╔══

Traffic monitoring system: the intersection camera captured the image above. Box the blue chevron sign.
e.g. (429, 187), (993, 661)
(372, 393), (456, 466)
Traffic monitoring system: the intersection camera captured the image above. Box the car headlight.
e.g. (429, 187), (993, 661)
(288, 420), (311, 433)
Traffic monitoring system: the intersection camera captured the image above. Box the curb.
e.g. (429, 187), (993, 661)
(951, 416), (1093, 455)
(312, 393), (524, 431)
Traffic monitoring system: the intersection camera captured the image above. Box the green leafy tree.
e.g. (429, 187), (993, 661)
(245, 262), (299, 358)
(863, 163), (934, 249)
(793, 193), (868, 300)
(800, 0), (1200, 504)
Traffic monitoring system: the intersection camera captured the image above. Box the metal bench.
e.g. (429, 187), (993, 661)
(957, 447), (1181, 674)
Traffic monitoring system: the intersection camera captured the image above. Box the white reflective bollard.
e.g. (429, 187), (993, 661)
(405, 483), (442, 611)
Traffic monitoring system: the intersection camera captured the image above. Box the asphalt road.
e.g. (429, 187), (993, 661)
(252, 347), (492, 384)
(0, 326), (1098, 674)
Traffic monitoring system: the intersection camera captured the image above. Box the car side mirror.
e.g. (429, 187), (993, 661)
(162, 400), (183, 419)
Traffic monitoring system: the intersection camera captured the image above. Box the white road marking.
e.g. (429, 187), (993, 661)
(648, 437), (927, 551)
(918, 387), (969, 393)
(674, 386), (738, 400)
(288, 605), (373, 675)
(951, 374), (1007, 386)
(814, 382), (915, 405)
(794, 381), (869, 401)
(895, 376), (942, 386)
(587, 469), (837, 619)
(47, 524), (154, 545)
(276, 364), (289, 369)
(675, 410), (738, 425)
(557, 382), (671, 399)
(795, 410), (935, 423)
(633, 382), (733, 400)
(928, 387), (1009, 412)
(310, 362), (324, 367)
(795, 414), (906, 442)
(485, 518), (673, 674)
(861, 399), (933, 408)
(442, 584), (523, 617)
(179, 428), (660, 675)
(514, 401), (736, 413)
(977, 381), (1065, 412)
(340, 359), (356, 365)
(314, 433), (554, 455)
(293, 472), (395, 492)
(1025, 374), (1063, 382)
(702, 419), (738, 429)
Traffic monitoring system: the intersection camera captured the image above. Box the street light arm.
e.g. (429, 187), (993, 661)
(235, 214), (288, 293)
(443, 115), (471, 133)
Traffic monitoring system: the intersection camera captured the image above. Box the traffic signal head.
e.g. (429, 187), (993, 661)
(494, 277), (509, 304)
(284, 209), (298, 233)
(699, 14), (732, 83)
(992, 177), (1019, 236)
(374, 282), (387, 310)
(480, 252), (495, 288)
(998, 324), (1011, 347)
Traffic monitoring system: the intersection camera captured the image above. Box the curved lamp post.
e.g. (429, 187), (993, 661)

╚══

■ **What this task involves**:
Retype the listing from its first line onward, stopping after the line that contains "the asphalt road." has been retyped in full.

■ **Answer to this problem**:
Traffic monitoring system: the intersection camera captured the image above. Box the blue chevron sign.
e.g. (429, 187), (993, 661)
(372, 393), (456, 466)
Traffic monitoring system: the intersection camera captured the image above. Box the car headlight.
e.g. (429, 187), (993, 661)
(288, 420), (311, 433)
Traffic monitoring system: the intersection camera captured the image above. Box the curb.
e.g. (429, 187), (993, 661)
(951, 416), (1093, 455)
(312, 393), (524, 431)
Traffic monitoring system: the intersection camera captured the image above. Box the green leafy tree.
e.g. (429, 187), (993, 661)
(245, 262), (299, 358)
(863, 163), (934, 249)
(793, 193), (868, 300)
(800, 0), (1200, 504)
Traffic monitoring system: the intersection camera captured the image above. Box the metal bench.
e.g. (429, 187), (993, 661)
(957, 447), (1181, 674)
Traffic monitoring system: the intersection camera captured the image above. Box the white reflective bollard.
e.g. (429, 187), (993, 661)
(405, 483), (442, 611)
Traffic monitoring system: the intersection camera captured the image above. Box the asphalt road.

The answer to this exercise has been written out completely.